■ **SELECTED TEXT**

▬▬▬

A Season of Mergers
Over the past few years a number of odd partnerships have formed between leading companies from different industries. Most notable among them might be Amazon’s acquisition of first the Washington Post and a bit later Whole Foods. It doesn’t take a professional cynic to see that more appealed to the corporation than plain intrigue about the grocery business or recommitment to the integrity of investigative journalism during a period when the freedoms of that institution seem in jeopardy.
Such ventures provide, or at least suggest the hopes of providing, some kind of future asset to the company absorbing them. On the one hand Whole Foods gives Amazon crucial data on the shopping habits of an affluent and targeted consumer population—the silver lining should be clear enough here. As for the newspaper business, historically a print medium slow to assert its place in an increasingly web-centric era, the procurement laid a foundation for Amazon to apply its unparalleled expertise in The Internet of Things (IOT) to an antiquated media platform.
In recent months, and perhaps with more cause for suspicion, there have been a series of mergers between the mammoths of the medical insurance industry and their equivalents in the pharmaceutical field—Cigna and Express Scripts, UnitedHealth Group and OptumRx. And just last month the Justice Department approved Aetna’s $69 billion acquisition of CVS Health granted Aetna divest of its private Medicare drug plans. However, this deal remains under review as a federal judge raises questions.
For many these mergers mark more tenuous ethical ground. Whereas Amazon’s eclectic side-projects are geared, ultimately, toward consumer satisfaction and profitability the consolidation of a large insurance company like Aetna, with $60 billion in revenue in 2017 and 22 million people on its health plans, and a large pharmaceutical house like CVS, with $185 billion reported revenue last year and 94 million customer prescription plans, further centralizes power in an industry that lacked competition and transparency to begin with.
While Aetna and CVS, and the long list of other insurance and pharmaceutical companies that have recently struck up partnerships, cite a diversifying industry as catalyst for the mergers, many outside the industry fear that the partnerships will harm patients in two central ways: (1) they will have even less oversight and control in the pricing of drugs and care, and (2) those with Aetna insurance plans (or Cigna etc.) might be confined to CVS retail clinics and consumers without Aetna care might face yet higher drugs costs. But advocates of the merger claim just the opposite, arguing that with the diversification the two industries can pool resources in an effort to better address patients’ needs.

▬▬▬

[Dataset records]
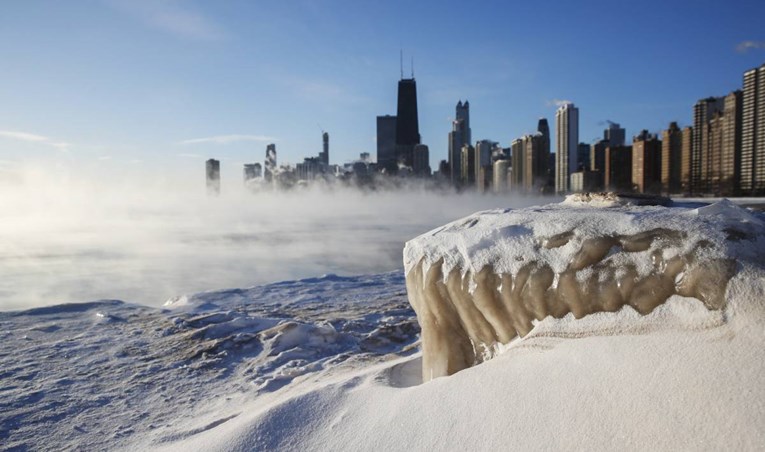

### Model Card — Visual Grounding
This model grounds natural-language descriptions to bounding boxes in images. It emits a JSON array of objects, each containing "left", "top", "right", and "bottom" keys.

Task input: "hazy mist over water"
[{"left": 0, "top": 168, "right": 554, "bottom": 310}]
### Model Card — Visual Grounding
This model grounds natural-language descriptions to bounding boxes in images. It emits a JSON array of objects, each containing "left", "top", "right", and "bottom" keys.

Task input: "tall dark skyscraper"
[
  {"left": 377, "top": 115, "right": 397, "bottom": 173},
  {"left": 537, "top": 118, "right": 550, "bottom": 155},
  {"left": 448, "top": 100, "right": 471, "bottom": 186},
  {"left": 263, "top": 143, "right": 276, "bottom": 182},
  {"left": 691, "top": 97, "right": 725, "bottom": 194},
  {"left": 319, "top": 132, "right": 329, "bottom": 165},
  {"left": 740, "top": 64, "right": 765, "bottom": 195},
  {"left": 205, "top": 159, "right": 220, "bottom": 196},
  {"left": 396, "top": 74, "right": 420, "bottom": 167},
  {"left": 603, "top": 121, "right": 626, "bottom": 146}
]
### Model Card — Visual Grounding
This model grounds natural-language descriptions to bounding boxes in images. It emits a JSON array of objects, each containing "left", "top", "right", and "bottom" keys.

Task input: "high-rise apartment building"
[
  {"left": 661, "top": 122, "right": 683, "bottom": 194},
  {"left": 719, "top": 90, "right": 743, "bottom": 196},
  {"left": 590, "top": 139, "right": 616, "bottom": 172},
  {"left": 604, "top": 146, "right": 632, "bottom": 192},
  {"left": 492, "top": 159, "right": 510, "bottom": 193},
  {"left": 632, "top": 130, "right": 662, "bottom": 194},
  {"left": 455, "top": 99, "right": 473, "bottom": 143},
  {"left": 205, "top": 159, "right": 220, "bottom": 196},
  {"left": 510, "top": 138, "right": 525, "bottom": 192},
  {"left": 396, "top": 76, "right": 420, "bottom": 167},
  {"left": 263, "top": 143, "right": 276, "bottom": 182},
  {"left": 448, "top": 100, "right": 471, "bottom": 186},
  {"left": 244, "top": 163, "right": 263, "bottom": 183},
  {"left": 377, "top": 115, "right": 398, "bottom": 173},
  {"left": 412, "top": 144, "right": 430, "bottom": 176},
  {"left": 537, "top": 118, "right": 550, "bottom": 155},
  {"left": 572, "top": 143, "right": 590, "bottom": 172},
  {"left": 319, "top": 132, "right": 329, "bottom": 165},
  {"left": 691, "top": 97, "right": 724, "bottom": 194},
  {"left": 680, "top": 126, "right": 693, "bottom": 194},
  {"left": 740, "top": 64, "right": 765, "bottom": 195},
  {"left": 460, "top": 144, "right": 475, "bottom": 187},
  {"left": 603, "top": 121, "right": 626, "bottom": 146},
  {"left": 555, "top": 103, "right": 579, "bottom": 194},
  {"left": 475, "top": 140, "right": 496, "bottom": 193}
]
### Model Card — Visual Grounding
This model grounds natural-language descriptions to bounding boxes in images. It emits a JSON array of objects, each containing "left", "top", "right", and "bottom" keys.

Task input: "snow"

▬▬▬

■ **WHAT YOU ARE ASKED TO DO**
List every pairing of companies that the article on corporate mergers describes as joined by an acquisition or merger. The records are not required for the task.

■ **RESULT OF THE TASK**
- Amazon and the Washington Post
- Amazon and Whole Foods
- Cigna and Express Scripts
- UnitedHealth Group and OptumRx
- Aetna and CVS Health